_YOUR GOAL:_ Copy the listing below word for word, from the line that contains "point: christmas tree" through the line that contains "column 166, row 157", with both of those lines included.

_STORED ROWS:_
╭──

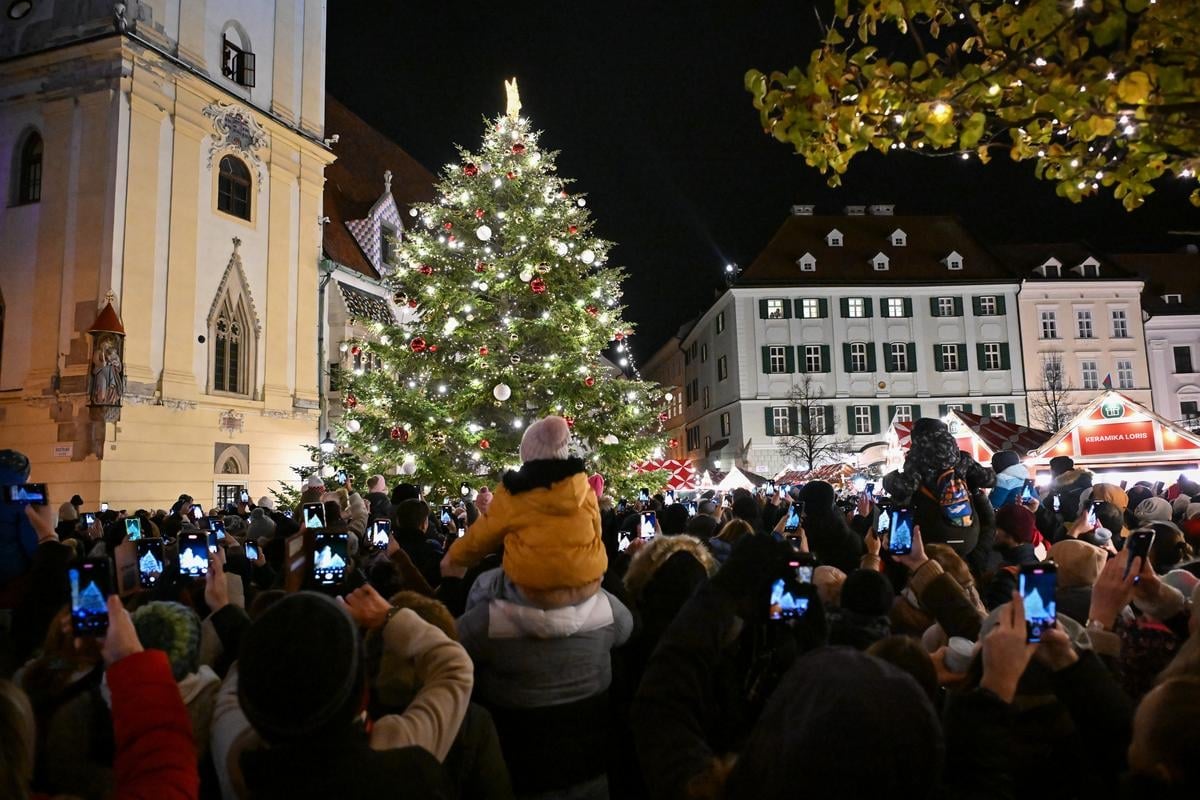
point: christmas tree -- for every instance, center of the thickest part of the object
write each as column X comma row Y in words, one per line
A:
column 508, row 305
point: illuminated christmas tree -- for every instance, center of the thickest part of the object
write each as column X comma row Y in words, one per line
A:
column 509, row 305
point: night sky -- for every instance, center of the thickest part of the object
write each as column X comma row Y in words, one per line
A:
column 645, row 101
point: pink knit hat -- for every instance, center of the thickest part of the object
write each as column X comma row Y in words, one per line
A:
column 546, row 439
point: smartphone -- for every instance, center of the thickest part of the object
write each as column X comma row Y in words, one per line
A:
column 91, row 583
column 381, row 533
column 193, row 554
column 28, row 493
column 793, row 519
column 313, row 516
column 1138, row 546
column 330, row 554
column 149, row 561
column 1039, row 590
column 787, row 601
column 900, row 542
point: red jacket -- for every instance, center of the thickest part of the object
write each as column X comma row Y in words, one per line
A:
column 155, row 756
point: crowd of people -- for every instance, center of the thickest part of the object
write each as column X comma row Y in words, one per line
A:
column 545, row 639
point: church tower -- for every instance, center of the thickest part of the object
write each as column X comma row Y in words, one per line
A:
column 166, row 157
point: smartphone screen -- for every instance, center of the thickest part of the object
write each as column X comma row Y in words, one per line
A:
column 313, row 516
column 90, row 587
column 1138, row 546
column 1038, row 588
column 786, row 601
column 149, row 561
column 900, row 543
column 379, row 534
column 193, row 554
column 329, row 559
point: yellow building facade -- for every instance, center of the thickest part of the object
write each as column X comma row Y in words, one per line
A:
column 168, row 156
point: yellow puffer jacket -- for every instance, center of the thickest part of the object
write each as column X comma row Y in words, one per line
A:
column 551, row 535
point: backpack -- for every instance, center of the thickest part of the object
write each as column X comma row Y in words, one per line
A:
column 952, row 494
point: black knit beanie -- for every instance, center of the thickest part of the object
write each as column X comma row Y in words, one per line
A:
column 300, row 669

╰──
╭──

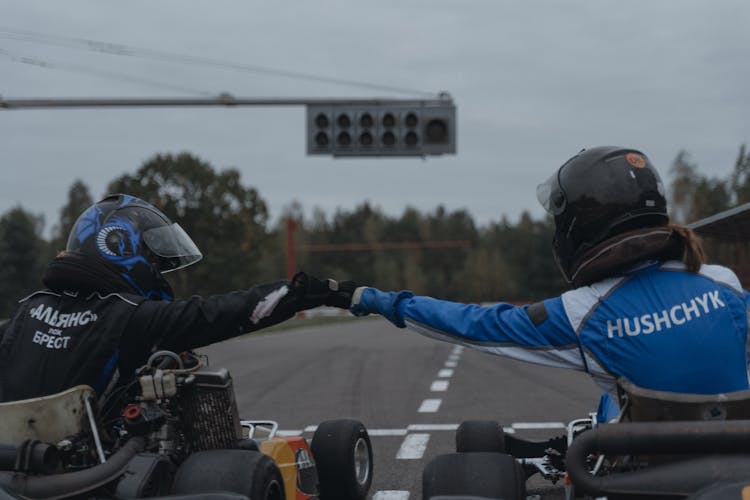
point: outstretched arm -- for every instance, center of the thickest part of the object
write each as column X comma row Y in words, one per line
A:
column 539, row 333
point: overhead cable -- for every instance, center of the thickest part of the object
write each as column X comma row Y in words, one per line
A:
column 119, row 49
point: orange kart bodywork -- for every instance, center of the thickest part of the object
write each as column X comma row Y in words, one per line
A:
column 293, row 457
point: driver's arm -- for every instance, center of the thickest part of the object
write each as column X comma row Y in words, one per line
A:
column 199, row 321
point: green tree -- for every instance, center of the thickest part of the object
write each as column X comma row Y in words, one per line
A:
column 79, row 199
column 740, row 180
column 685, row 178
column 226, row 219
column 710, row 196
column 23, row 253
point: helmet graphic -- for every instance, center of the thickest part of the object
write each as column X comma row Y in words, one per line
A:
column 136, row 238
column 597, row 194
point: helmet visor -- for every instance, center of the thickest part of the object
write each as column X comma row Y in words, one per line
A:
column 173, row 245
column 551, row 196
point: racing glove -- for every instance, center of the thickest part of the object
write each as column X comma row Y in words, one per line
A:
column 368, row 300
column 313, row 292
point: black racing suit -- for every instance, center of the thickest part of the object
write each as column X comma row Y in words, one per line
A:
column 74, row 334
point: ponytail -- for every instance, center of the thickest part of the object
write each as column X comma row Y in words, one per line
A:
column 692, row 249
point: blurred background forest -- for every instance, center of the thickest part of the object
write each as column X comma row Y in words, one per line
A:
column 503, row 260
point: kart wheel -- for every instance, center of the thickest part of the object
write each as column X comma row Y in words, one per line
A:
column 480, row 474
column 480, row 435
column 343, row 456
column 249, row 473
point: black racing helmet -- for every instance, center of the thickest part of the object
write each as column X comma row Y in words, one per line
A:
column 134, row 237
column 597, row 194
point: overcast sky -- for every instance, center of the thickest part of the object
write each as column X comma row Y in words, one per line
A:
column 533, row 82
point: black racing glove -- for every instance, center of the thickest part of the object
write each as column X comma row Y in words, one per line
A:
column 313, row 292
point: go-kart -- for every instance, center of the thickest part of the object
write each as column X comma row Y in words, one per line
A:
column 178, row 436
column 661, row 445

╰──

_THE RESULT:_
point: christmas tree -- for every instance, center of the thickest part of the object
write each as column X comma row Y in words, one per line
A:
column 508, row 305
point: illuminated christmas tree -- for every instance, center of the thickest part of the object
write each as column X comma row Y in words, one per line
A:
column 509, row 305
point: night sky -- for every instance, center of the thickest part of the object
write each as column X comma row Y in words, one per line
A:
column 645, row 101
point: pink knit hat -- for every instance, center of the thickest part of the object
write each as column X comma row Y in words, one per line
A:
column 546, row 439
point: smartphone -- for every instance, center of the thickest part of the object
write each as column X comma row Y in words, one per line
A:
column 91, row 583
column 381, row 533
column 193, row 554
column 28, row 493
column 793, row 519
column 313, row 516
column 1138, row 546
column 330, row 554
column 149, row 561
column 1039, row 590
column 787, row 601
column 900, row 542
point: red jacket -- for every instance, center of the thickest part of the object
write each as column X comma row Y in words, one per line
A:
column 155, row 756
point: crowd of people -- for every instance, center of the thickest part of the object
write each as column X comma row Y in words, one per line
A:
column 545, row 639
point: church tower -- for every instance, center of the thickest part of the object
write each as column X comma row Y in words, one per line
A:
column 166, row 157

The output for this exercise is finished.